Return each line of the data below verbatim; pictures are to be left out.

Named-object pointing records
▬▬▬

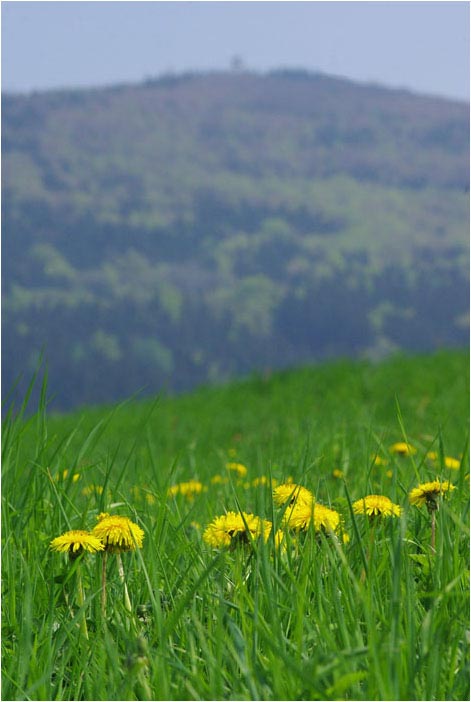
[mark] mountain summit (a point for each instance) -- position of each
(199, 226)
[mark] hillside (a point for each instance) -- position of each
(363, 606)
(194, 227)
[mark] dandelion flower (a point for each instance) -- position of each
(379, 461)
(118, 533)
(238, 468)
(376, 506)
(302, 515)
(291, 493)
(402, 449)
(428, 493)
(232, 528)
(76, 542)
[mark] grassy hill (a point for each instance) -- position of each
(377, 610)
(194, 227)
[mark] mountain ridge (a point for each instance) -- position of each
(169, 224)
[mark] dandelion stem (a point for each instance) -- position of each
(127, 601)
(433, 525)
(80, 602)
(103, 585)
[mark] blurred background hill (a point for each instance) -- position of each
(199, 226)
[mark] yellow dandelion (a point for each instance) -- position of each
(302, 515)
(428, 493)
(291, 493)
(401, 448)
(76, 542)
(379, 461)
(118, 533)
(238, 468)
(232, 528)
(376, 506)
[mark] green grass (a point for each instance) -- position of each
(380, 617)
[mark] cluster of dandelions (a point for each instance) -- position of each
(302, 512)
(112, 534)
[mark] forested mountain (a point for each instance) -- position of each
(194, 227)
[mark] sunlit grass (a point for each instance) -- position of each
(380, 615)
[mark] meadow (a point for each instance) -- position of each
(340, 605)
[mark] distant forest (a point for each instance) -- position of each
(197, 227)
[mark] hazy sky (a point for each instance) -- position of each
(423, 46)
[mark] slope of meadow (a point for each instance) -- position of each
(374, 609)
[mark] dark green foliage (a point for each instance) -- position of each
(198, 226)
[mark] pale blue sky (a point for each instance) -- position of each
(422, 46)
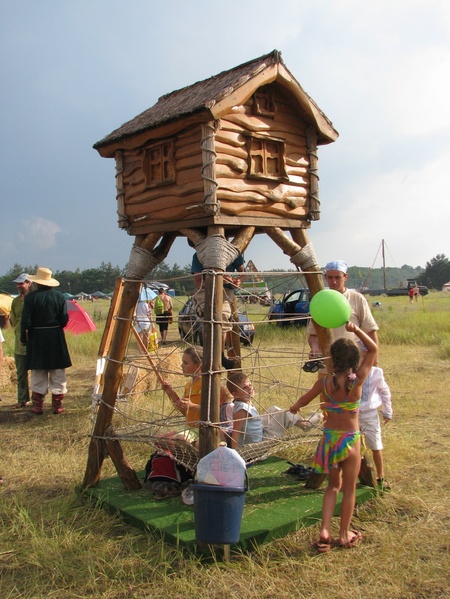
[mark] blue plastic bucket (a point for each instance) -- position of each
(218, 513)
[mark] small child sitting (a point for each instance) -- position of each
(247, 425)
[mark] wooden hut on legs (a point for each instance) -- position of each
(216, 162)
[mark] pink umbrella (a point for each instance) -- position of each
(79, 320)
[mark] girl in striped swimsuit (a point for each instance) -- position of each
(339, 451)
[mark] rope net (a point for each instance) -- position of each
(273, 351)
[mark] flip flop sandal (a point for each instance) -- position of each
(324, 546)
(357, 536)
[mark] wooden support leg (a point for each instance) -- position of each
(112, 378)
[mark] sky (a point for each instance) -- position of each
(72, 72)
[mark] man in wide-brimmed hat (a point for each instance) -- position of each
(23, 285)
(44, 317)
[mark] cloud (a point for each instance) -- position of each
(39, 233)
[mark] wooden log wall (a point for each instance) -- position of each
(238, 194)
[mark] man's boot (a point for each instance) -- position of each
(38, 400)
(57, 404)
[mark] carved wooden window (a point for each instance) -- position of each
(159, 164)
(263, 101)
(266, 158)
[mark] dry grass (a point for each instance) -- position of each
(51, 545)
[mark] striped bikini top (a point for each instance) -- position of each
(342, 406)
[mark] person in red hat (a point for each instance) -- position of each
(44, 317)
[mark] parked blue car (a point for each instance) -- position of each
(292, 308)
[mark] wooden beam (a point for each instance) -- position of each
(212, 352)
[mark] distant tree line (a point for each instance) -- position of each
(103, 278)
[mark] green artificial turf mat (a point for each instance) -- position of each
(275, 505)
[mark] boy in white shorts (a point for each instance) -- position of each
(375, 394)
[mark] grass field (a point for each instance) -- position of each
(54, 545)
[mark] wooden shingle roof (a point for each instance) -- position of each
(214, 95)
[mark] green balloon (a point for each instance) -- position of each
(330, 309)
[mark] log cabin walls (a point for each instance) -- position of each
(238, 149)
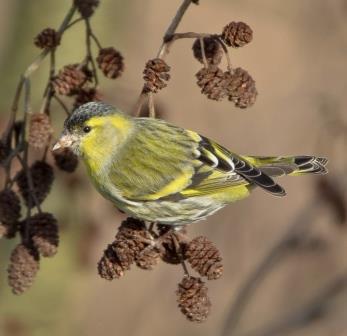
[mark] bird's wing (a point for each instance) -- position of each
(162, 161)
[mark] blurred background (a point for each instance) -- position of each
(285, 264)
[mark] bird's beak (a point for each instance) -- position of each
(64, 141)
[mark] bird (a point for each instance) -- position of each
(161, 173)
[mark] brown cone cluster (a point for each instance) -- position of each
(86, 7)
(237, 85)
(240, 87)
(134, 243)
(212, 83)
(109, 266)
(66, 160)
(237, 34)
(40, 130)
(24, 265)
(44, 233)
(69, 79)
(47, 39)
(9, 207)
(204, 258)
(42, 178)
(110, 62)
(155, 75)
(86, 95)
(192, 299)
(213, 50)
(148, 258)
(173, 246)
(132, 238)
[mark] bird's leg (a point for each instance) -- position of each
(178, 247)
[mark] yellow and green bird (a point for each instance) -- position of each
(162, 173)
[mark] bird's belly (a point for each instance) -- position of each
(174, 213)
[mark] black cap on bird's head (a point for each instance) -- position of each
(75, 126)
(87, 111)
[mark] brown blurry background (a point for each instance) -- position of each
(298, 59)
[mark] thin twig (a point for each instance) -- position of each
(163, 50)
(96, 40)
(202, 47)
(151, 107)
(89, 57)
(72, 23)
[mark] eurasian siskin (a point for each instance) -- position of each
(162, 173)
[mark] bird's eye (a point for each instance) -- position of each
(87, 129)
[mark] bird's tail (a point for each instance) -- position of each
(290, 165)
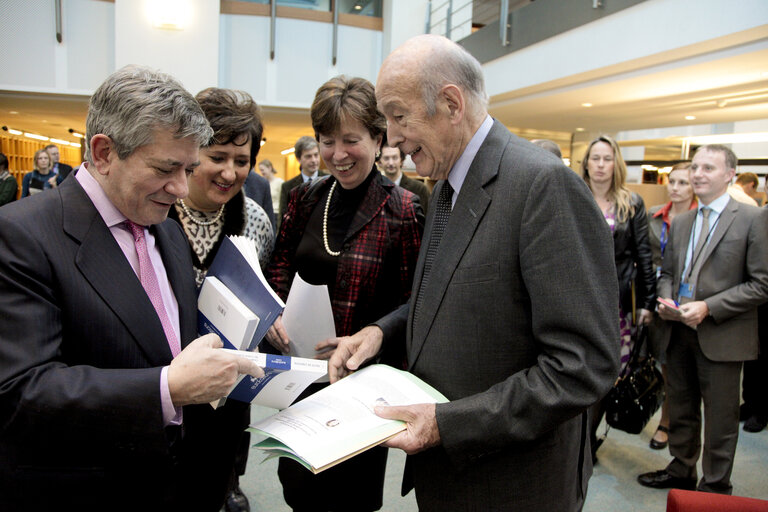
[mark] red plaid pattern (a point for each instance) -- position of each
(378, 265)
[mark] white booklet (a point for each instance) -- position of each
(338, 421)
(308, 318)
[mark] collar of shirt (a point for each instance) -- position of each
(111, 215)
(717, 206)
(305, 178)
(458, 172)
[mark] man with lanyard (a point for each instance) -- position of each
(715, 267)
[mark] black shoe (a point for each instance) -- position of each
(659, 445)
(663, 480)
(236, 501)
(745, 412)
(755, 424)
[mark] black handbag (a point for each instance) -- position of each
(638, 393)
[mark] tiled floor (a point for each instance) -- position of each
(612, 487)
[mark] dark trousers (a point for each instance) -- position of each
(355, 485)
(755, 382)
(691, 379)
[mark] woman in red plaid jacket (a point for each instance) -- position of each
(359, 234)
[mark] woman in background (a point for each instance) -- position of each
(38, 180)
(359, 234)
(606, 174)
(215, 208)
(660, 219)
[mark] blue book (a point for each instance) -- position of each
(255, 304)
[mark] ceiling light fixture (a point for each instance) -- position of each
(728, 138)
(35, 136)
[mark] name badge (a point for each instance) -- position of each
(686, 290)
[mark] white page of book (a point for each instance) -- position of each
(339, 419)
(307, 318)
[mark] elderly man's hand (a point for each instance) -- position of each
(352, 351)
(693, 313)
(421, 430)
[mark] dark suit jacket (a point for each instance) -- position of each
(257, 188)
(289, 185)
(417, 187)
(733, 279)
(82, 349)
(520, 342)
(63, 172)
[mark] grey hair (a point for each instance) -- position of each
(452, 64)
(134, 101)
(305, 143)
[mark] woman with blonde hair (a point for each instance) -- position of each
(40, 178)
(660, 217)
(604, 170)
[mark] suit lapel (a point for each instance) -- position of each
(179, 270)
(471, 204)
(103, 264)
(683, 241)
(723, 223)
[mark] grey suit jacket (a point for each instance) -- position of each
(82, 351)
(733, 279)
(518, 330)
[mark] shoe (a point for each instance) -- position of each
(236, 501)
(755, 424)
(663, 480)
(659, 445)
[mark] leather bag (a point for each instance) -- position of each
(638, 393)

▬▬▬

_Solution to this problem:_
[mark] mountain summit (a point for each instance) -- position of each
(199, 226)
[mark] hillside (a point for each instance) -- position of each
(363, 606)
(194, 227)
[mark] dandelion flower (a point for each instance) -- position of each
(379, 461)
(118, 533)
(238, 468)
(376, 506)
(302, 515)
(291, 493)
(402, 449)
(428, 493)
(232, 528)
(76, 542)
[mark] grassy hill (a point for each instance) -- position of each
(377, 610)
(194, 227)
[mark] mountain ridge (a point for each instance) -- position of each
(169, 224)
[mark] dandelion stem (a point for each instance) -- position of each
(127, 601)
(433, 525)
(80, 602)
(103, 585)
[mark] blurred background hill (a point for each instance) -- position of each
(199, 226)
[mark] yellow dandelion (a point for each instance) -- position of each
(302, 515)
(428, 493)
(291, 493)
(401, 448)
(76, 542)
(379, 461)
(118, 533)
(238, 468)
(232, 528)
(376, 506)
[mark] green grass (a point for each instance) -- position of each
(380, 617)
[mark] cluster of dandelions (a point for each instance) -- position of each
(302, 512)
(112, 534)
[mark] forested mountain (a point for each instance) -- position of each
(194, 227)
[mark] sunlit grass (a point for each instance) -- position of each
(380, 615)
[mark] meadow (a point for each instance) -- position of each
(340, 605)
[mark] distant forest (a point for each instance) -- position of each
(197, 227)
[mark] hazy sky (a point for each instance) -- position of each
(423, 46)
[mark] slope of meadow (a point for each instance) -- position of each
(374, 609)
[mark] dark green foliage (a point for each instance) -- position of each
(198, 226)
[mark] pale blue sky (a point for each instance) -- position of each
(422, 46)
[mark] blue plastic bucket (a point for each instance) -- position of each
(218, 513)
[mark] small child sitting (a point for each instance) -- position of each
(247, 425)
[mark] wooden hut on legs (a point for each instance) -- position of each
(216, 162)
[mark] pink umbrella (a point for each instance) -- position of each
(79, 320)
[mark] girl in striped swimsuit (a point for each instance) -- position of each
(339, 451)
[mark] rope net (a point for each instance) -- position of each
(273, 351)
[mark] flip flop sandal (a point for each instance) -- position of each
(324, 546)
(357, 536)
[mark] wooden support leg (a point for each instance) -- position of each
(112, 378)
[mark] sky (a point for each instance) -- position of each
(72, 72)
[mark] man in wide-brimmed hat (a point for each instance) -- position of each
(23, 285)
(44, 317)
[mark] cloud (a point for each instance) -- position of each
(39, 233)
[mark] wooden log wall (a point for each instance) -- position of each
(238, 194)
[mark] man's boot (a point for each instance) -- position of each
(38, 400)
(57, 404)
[mark] carved wooden window (a point for each instance) -- position of each
(159, 164)
(263, 101)
(266, 158)
[mark] dry grass (a point for each instance) -- position of each
(51, 545)
[mark] striped bikini top (a point for each instance) -- position of each
(342, 406)
[mark] person in red hat (a point for each instance) -- position of each
(44, 317)
[mark] parked blue car (a point for each instance) -- position of each
(292, 308)
[mark] wooden beam (a point for each instance) -- position of each
(212, 352)
[mark] distant tree line (a point for each instance) -- position of each
(103, 278)
[mark] green artificial turf mat (a point for each instance) -- position of each
(275, 505)
[mark] boy in white shorts (a point for each instance) -- position of each
(375, 394)
[mark] grass field (a point for each instance) -- position of each
(54, 545)
[mark] wooden shingle roof (a point for each instance) -- position of each
(214, 95)
[mark] green balloon (a point for each instance) -- position of each
(330, 309)
[mark] log cabin walls (a point for each instance) -- position of each
(238, 149)
[mark] bird's wing (a point for each instance) -- position of each
(162, 161)
[mark] blurred background (a point for each instance) -- position of each
(285, 264)
[mark] bird's beak (a point for each instance) -- position of each
(64, 141)
[mark] bird (a point for each instance) -- position of each
(161, 173)
[mark] brown cone cluster (a point for each instance) -- position of each
(86, 7)
(237, 85)
(240, 87)
(134, 243)
(212, 83)
(109, 266)
(66, 160)
(237, 34)
(40, 130)
(24, 265)
(44, 233)
(69, 79)
(47, 39)
(9, 207)
(204, 258)
(42, 178)
(110, 62)
(155, 75)
(86, 95)
(192, 299)
(213, 50)
(148, 258)
(173, 246)
(132, 238)
[mark] bird's leg (a point for each instance) -- position of each
(178, 247)
[mark] yellow and green bird (a point for each instance) -- position of each
(162, 173)
[mark] bird's belly (a point for each instance) -- position of each
(174, 213)
[mark] black cap on bird's head (a point for each instance) -- position of each
(75, 126)
(87, 111)
[mark] brown blurry background (a point for each instance) -- position of each
(298, 59)
[mark] thin twig (a point for each instance) -- position of each
(163, 50)
(96, 40)
(202, 47)
(151, 107)
(89, 57)
(72, 23)
[mark] eurasian siskin (a point for each instance) -- position of each
(162, 173)
[mark] bird's eye (a point for each instance) -- position of each
(87, 129)
[mark] bird's tail (a point for each instance) -- position of each
(290, 165)
[mark] red plaid pattern (a point for each instance) -- position of each
(378, 265)
[mark] white booklet (a point for each instance) -- position of each
(338, 421)
(308, 318)
[mark] collar of shirt (a point for each instance) -- position of each
(111, 215)
(717, 206)
(305, 178)
(458, 172)
[mark] man with lanyard (a point for each instance) -- position of each
(715, 267)
[mark] black shoe (a point for each instance) -- position of each
(659, 445)
(663, 480)
(236, 501)
(745, 412)
(755, 424)
[mark] black handbag (a point for each instance) -- position of each
(638, 393)
[mark] tiled floor (a point for each instance) -- position of each
(612, 487)
[mark] dark trousers (a point for each instance) -- position of each
(355, 485)
(755, 382)
(691, 379)
[mark] woman in red plaid jacket (a point for each instance) -- position of each
(359, 234)
[mark] woman in background (a point for each instance) -- position of each
(38, 180)
(359, 234)
(606, 174)
(215, 208)
(660, 219)
[mark] blue book (a point for each instance) -- position of each
(255, 304)
[mark] ceiling light fixture (a point for each instance) -- position of each
(728, 138)
(35, 136)
[mark] name badge (a point for each instance) -- position of each
(686, 290)
[mark] white page of book (a point for each instance) -- position of each
(339, 419)
(307, 318)
[mark] elderly man's hand (a point for each instance) -- position of each
(352, 351)
(693, 313)
(421, 430)
[mark] dark suit jacket (a point for each instance) -- position of each
(257, 188)
(289, 185)
(417, 187)
(733, 279)
(82, 349)
(520, 342)
(63, 172)
[mark] grey hair (a point for each instance) -- position of each
(452, 64)
(134, 101)
(305, 143)
[mark] woman with blonde hair (a point for each instance) -- position of each
(40, 178)
(660, 217)
(604, 170)
[mark] suit lapel (a point for each instance) -- position of each
(179, 270)
(471, 204)
(103, 264)
(683, 241)
(723, 223)
[mark] grey suit jacket (a point for each instance) -- position of each
(82, 351)
(733, 279)
(518, 330)
[mark] shoe (a point for each instance) -- position of each
(236, 501)
(755, 424)
(663, 480)
(659, 445)
[mark] leather bag (a point for each instance) -- position of each
(638, 393)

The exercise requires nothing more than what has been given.